> [Written request]: Copy out every line of the material below, from its very start down to and including the line that contains "[337,216,414,278]", and add 25 to each bounding box coordinate. Leave all other text unchanged, and stop at that line.

> [Excerpted records]:
'''

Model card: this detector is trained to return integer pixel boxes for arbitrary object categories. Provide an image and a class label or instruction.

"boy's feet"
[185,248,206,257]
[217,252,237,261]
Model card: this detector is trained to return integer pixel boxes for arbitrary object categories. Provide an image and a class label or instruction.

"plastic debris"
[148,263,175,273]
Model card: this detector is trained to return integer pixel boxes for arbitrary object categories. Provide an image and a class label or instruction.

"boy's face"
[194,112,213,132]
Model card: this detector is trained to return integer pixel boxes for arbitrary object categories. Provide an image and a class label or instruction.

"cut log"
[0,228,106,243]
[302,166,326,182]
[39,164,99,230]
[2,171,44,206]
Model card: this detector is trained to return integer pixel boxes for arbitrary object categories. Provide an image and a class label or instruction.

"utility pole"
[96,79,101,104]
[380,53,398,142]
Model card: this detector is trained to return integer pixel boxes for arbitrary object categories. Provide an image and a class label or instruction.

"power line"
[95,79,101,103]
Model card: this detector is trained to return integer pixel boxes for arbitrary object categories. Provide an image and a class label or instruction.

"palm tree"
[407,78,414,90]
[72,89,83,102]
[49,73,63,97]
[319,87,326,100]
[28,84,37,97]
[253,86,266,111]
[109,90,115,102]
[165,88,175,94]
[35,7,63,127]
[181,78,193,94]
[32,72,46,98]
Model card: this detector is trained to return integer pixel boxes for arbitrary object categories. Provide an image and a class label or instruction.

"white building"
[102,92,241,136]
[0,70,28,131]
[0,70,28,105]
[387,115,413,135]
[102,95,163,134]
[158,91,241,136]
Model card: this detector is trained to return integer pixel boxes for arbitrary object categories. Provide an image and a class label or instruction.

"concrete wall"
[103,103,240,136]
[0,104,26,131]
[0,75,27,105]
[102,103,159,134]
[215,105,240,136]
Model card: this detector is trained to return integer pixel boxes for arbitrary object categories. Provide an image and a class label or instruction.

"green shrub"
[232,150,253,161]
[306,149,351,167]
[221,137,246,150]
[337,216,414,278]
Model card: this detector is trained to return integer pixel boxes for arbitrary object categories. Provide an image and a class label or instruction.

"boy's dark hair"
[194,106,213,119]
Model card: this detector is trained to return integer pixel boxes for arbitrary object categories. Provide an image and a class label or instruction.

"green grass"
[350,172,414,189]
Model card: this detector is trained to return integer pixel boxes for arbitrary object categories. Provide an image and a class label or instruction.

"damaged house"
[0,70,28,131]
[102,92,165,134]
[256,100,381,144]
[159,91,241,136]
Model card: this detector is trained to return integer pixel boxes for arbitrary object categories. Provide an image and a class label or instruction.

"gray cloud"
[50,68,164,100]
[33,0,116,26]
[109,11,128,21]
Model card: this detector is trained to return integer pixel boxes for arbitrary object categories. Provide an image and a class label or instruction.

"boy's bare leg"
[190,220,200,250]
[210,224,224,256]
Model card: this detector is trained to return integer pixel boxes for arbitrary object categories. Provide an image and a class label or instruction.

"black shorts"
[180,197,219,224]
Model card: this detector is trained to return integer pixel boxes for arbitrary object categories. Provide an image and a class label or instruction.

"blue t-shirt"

'''

> [Final result]:
Model card: this detector is trained to return integer pixel boxes for arbitrary object categories. Provide an image and a class label or instruction.

"boy's feet"
[210,273,231,282]
[242,277,262,286]
Model card: this detector is trained to return integer pixel boxes for arbitrary object categories. Provide an image and a class label or instruction.

"plastic debris"
[173,288,200,298]
Model card: this detector is trained to return integer pixel boxes for arbitrary object categories. Provide an image and a class label or instruction.

"boy's face"
[219,137,238,157]
Model card: this detector is trained to return integer pixel boxes for arbitrary object categories. Provide an image and a class label or instruction.

"cut log"
[25,253,131,268]
[327,191,351,207]
[64,189,124,255]
[27,196,69,231]
Model card: this detector is trained to return integer pixel boxes for arbitrary object categories. Provide an image and a class label or instruction.

"utility pole"
[121,104,126,129]
[405,78,423,167]
Model card: this detector is trained to return integer pixel boxes for arbitrary object categories. Provide an image and a class label or instruction.

"power line"
[120,104,126,128]
Model card: this detector is trained to return integer pixel boxes for arbitrary object categories. Provide an image and a class label or instruction.

"palm tree"
[432,103,439,115]
[97,114,108,127]
[74,98,88,122]
[344,112,351,125]
[53,109,62,122]
[278,111,291,136]
[134,115,140,127]
[190,113,200,119]
[60,32,88,152]
[206,103,218,119]
[57,97,71,123]
Model card: this detector is trained to return integer pixel boxes for arbitrary object categories. Provide an image and a class label or instruction.

"white building"
[127,117,266,161]
[25,95,53,156]
[25,95,53,130]
[412,140,438,160]
[127,120,188,159]
[183,116,266,161]
Model card: this detector is trained to return integer pixel boxes for arbitrary object categories. Provide an image and a class label or instruction.

"concrete wall"
[128,128,265,161]
[25,129,51,156]
[25,100,52,130]
[127,128,184,159]
[240,130,265,161]
Model card: this detector is trained to return integer pixel boxes for arbitrary object categories. Provide an image and a class label or instruction.

"green shrub"
[257,175,278,186]
[331,174,376,192]
[246,162,271,175]
[362,241,439,303]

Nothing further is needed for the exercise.